▶ _TO DO_: In the records below, write out everything from the line containing "# test: pin the man's left" down to the line containing "point(562, 654)", both included, as a JSON list of strings with one string per line and blank lines left out.

▶ _WORKING DATA_:
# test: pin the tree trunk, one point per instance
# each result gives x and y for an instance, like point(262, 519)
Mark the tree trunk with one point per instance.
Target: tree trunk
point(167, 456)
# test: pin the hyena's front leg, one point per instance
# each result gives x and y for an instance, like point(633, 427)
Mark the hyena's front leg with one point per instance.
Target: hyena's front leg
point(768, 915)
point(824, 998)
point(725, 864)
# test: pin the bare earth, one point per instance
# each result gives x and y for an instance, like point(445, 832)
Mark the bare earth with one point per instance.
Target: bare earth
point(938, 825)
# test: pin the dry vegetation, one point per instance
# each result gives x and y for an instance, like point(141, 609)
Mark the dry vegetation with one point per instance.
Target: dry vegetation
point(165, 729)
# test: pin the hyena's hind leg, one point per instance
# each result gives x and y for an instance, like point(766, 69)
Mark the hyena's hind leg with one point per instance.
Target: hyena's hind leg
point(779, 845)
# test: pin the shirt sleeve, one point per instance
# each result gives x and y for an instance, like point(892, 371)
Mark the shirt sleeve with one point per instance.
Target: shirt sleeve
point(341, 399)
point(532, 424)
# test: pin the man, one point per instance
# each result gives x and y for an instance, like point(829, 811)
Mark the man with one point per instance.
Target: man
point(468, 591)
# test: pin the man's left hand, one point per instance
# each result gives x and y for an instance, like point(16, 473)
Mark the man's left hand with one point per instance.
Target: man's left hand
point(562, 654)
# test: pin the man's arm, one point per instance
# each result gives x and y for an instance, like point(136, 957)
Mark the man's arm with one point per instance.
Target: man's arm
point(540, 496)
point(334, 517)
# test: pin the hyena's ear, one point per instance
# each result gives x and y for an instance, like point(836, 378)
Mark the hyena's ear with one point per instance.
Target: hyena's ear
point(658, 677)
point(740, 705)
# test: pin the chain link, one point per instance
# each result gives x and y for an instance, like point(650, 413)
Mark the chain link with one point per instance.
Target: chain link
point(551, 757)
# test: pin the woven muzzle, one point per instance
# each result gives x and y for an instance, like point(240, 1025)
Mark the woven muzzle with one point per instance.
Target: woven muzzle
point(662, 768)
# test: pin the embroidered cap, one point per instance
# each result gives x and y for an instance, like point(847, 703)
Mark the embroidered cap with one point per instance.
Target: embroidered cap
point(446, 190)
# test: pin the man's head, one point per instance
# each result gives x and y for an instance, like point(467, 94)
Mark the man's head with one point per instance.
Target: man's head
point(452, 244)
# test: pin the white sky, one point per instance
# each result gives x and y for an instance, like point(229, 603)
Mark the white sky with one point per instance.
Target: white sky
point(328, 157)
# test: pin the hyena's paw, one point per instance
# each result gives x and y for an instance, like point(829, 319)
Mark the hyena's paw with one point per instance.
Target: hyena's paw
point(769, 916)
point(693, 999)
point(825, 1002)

▶ _RESULT_:
[
  "# test: pin the man's left hand, one point per instance",
  "# each result gives x and y for an instance, like point(16, 473)",
  "Mark the man's left hand with one point per instance.",
  "Target: man's left hand",
  "point(562, 654)"
]